**Exercise requirements:**
**a.** Please write out the part of the article on Dartmoor ponies below that opens with the words containing "Ponies are crammed" and closes with "feed to carnivores.".
**b.** In the article on Dartmoor ponies below, what purpose are the ponies kept on the moor for?

**Provided passage:**
━━━━━━━━━━

A responsible breeding campaign has been launched in Britain around concerns over the number of Dartmoor ponies being killed and their meat fed to zoo animals.


Hill ponies start their journey abroad. The coloured ponies are considered valuable in Italy, where their markings are popular for skins for leather goods.


Ponies are crammed onto trucks to make the long, distressing trip to the continent from Britain.

Media reports confirm that at least 700 Dartmoor ponies have been shot in 2010 alone.

Charles Brenin, who set up a Facebook page for the campaign, said the carcasses are taken to a zoo to feed to carnivores.

The Facebook page was aimed at drawing public attention to the situation of the hill ponies bred on Dartmoor.

"Ponies have been traditionally kept on dartmoor for hundreds of years," he explains.

"This is very beneficial to the environment, and an integral and important part of the locality of Dartmoor, and we support it wholeheartedly.

"They are kept on the moor for conservation grazing. The farmers are paid a subsidy per head for the ponies."

━━━━━━━━━━

**Raw records:**
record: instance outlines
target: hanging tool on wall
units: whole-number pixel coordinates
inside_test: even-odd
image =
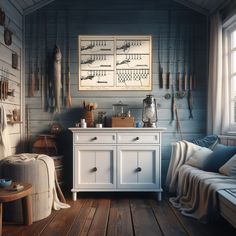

━━━━━━━━━━

**Solutions below:**
**a.**
Ponies are crammed onto trucks to make the long, distressing trip to the continent from Britain.

Media reports confirm that at least 700 Dartmoor ponies have been shot in 2010 alone.

Charles Brenin, who set up a Facebook page for the campaign, said the carcasses are taken to a zoo to feed to carnivores.

**b.** Conservation grazing.